Problem statement >>
In the listing below, find the line containing "Reviewer check: make sure each instance of the red panda ear" and the line containing "Reviewer check: make sure each instance of the red panda nose". Repeat exactly those two lines and every line between them.
BEGIN Entries shown
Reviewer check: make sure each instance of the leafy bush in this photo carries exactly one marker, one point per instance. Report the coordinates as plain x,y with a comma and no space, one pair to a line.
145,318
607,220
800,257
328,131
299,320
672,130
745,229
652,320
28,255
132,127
END Entries shown
BEGIN Entries shown
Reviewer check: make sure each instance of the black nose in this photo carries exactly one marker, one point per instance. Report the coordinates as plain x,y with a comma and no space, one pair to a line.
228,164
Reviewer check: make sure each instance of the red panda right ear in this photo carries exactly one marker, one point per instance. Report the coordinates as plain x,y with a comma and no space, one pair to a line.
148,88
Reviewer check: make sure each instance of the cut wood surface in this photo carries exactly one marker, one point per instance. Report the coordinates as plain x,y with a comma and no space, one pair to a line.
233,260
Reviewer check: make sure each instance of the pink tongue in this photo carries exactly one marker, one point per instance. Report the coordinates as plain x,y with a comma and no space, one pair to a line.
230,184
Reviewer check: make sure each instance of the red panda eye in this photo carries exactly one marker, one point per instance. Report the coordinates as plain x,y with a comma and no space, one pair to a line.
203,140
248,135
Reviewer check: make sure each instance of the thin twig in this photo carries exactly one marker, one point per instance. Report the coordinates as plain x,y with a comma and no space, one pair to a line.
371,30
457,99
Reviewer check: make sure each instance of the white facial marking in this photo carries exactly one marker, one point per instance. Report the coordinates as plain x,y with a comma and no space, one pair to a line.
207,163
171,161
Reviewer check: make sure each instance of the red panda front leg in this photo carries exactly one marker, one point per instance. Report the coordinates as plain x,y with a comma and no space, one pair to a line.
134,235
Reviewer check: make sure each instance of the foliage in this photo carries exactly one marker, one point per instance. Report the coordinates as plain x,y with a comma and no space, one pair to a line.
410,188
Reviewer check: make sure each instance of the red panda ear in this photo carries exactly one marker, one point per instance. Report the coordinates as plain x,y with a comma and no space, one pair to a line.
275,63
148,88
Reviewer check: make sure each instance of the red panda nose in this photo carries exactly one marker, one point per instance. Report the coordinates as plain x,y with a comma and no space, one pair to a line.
END Entries shown
Written answer >>
Reviewer check: make sure each instance of the red panda ear in this photo carries exactly one marker, one point per instance. Report the coordinates as plain x,y with a comma and no space, one pair to a line.
275,63
148,88
Reviewer check: make sure each instance of the red panda nose in this photo carries exactly one marker, one point per instance. Report the coordinates as plain x,y with a comma and no space, one pair to a line.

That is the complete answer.